» Pointing records
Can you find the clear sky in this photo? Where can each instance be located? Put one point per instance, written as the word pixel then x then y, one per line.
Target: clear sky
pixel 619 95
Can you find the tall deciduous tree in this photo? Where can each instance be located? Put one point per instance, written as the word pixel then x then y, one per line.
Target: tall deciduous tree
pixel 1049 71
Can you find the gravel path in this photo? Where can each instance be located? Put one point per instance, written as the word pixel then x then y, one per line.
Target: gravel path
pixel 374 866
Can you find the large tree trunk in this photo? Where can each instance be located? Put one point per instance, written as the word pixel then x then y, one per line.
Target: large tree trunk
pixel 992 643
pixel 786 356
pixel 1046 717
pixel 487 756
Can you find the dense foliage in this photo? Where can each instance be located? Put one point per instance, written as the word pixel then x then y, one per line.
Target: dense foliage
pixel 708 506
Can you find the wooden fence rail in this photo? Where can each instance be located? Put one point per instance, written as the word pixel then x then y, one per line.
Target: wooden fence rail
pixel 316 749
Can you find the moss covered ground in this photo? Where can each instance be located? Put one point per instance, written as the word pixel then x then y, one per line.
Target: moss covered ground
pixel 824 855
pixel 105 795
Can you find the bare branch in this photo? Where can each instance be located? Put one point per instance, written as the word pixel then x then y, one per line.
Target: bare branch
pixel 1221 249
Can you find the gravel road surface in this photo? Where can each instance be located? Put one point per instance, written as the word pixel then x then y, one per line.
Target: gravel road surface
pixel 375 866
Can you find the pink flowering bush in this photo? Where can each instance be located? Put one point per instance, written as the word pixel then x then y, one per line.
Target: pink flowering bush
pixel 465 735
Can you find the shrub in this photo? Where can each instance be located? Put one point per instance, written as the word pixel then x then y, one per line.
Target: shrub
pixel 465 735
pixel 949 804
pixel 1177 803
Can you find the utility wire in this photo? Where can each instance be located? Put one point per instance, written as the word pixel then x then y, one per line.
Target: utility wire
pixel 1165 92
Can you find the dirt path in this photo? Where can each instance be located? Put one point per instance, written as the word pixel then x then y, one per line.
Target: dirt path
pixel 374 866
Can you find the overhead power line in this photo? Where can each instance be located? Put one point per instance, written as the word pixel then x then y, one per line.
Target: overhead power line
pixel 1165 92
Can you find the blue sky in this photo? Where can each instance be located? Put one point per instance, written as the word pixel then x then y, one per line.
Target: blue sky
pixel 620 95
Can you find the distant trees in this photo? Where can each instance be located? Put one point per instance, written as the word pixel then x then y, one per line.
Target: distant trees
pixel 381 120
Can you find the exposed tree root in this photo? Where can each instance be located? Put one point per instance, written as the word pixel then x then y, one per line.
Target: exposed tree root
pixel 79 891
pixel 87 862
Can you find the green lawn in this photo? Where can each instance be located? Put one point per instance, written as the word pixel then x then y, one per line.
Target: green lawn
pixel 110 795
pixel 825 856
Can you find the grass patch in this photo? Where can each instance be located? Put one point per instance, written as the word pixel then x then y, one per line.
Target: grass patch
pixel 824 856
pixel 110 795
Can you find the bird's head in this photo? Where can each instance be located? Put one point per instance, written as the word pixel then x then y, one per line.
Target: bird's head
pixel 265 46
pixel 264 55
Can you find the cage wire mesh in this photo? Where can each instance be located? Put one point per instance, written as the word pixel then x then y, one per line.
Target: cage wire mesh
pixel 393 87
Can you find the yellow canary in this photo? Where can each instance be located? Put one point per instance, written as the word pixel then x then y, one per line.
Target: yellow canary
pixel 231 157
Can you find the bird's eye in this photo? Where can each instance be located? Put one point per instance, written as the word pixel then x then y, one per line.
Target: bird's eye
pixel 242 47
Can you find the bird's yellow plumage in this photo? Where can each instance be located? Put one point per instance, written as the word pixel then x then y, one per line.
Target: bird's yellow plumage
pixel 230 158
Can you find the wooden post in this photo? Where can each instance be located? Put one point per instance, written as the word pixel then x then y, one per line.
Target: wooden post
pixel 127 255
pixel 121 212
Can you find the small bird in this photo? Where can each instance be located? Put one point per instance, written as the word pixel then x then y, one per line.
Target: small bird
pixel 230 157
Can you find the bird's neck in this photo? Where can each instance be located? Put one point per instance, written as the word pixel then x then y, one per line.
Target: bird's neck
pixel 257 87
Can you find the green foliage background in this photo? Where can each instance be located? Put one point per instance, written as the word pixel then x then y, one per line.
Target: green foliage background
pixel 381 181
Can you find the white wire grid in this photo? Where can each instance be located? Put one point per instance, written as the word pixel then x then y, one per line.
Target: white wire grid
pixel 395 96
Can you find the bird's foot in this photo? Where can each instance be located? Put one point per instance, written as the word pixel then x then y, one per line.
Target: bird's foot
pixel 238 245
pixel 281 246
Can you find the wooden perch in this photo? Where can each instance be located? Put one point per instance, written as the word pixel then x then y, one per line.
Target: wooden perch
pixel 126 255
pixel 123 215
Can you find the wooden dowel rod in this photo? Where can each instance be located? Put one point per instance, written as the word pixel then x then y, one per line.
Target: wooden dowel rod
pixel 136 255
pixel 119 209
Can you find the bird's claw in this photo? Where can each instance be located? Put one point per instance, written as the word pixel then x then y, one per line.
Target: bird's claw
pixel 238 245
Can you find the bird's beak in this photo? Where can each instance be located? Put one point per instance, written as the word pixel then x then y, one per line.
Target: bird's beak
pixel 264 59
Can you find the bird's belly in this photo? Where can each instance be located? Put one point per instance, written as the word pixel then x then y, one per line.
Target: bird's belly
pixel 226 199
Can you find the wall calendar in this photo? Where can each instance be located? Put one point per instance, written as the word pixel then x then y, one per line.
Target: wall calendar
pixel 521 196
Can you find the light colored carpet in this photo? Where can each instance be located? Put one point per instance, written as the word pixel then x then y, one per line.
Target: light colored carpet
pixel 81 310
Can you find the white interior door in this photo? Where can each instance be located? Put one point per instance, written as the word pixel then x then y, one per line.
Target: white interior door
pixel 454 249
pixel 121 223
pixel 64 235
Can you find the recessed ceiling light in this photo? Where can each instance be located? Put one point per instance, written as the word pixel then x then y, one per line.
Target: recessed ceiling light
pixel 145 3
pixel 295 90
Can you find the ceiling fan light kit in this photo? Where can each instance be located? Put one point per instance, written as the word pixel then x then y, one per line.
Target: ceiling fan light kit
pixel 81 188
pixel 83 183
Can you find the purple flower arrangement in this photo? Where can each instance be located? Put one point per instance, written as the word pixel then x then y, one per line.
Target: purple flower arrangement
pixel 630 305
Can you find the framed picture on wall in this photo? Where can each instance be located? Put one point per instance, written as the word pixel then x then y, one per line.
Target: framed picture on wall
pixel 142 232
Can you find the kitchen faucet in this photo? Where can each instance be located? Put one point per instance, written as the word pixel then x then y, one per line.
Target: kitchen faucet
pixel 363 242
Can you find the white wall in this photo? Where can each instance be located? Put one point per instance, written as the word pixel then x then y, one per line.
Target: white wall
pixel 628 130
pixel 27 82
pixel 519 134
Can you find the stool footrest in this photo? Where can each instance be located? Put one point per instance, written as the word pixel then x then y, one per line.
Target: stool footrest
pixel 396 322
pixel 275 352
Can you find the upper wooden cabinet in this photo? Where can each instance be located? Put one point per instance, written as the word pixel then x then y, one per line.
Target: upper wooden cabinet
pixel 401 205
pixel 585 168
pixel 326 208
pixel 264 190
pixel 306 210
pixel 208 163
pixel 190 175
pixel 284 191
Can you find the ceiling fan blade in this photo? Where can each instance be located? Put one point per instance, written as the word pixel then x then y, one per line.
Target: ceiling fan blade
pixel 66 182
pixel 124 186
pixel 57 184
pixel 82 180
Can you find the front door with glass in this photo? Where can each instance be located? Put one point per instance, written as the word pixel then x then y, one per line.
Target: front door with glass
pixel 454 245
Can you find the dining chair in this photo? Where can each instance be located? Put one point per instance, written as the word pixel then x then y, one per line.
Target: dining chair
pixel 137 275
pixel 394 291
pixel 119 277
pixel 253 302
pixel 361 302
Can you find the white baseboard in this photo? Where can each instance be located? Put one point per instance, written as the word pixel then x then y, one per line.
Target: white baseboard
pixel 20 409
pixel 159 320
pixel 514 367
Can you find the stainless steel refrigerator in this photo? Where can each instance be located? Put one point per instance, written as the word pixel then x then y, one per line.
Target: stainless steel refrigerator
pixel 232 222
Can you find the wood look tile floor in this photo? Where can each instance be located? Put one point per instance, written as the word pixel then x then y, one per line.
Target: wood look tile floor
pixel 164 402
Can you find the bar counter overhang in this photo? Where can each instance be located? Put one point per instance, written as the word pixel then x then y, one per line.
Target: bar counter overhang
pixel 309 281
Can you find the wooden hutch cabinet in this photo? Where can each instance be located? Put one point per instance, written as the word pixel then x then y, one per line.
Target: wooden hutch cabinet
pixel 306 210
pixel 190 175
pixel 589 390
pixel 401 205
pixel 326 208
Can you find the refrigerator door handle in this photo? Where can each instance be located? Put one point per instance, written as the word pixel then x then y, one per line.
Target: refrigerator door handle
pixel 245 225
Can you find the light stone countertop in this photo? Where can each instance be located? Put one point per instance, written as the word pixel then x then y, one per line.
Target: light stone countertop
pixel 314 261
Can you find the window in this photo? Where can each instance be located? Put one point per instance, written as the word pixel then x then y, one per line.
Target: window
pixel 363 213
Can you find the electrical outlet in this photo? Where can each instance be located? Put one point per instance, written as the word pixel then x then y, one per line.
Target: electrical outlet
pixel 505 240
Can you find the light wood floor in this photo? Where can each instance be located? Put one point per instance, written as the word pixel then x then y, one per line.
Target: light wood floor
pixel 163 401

» TASK DIRECTIONS
Please convert everything from the line containing "Can you find the overhead" down to the line containing "pixel 825 856", inclusive, into a JSON list of strings with one string per line and blank lines omitted.

» SOLUTION FOR THIS PROBLEM
[
  "Can you find the overhead power line in this photo? Where can each instance be located? Put one point per instance, written as the word pixel then x then y, one per line.",
  "Target: overhead power line",
  "pixel 1165 92",
  "Can you find the blue sky in this photo? Where can each instance be located? Put one point per instance, written as the word pixel then x then y, one per line.",
  "Target: blue sky",
  "pixel 620 95",
  "Can you find the distant trees in this photo? Where can each instance be located? Put one point per instance, written as the word pixel then x then y, one per line.",
  "Target: distant trees",
  "pixel 381 120",
  "Can you find the exposed tree root in this photo? Where can each instance be located? Put one point per instance, written as the word pixel then x then y, one per line.",
  "Target: exposed tree root",
  "pixel 79 891",
  "pixel 87 862",
  "Can you find the green lawn in this photo? Where can each instance be located? Put one point per instance, written as the word pixel then x then y, one per line.",
  "Target: green lawn",
  "pixel 110 795",
  "pixel 825 856"
]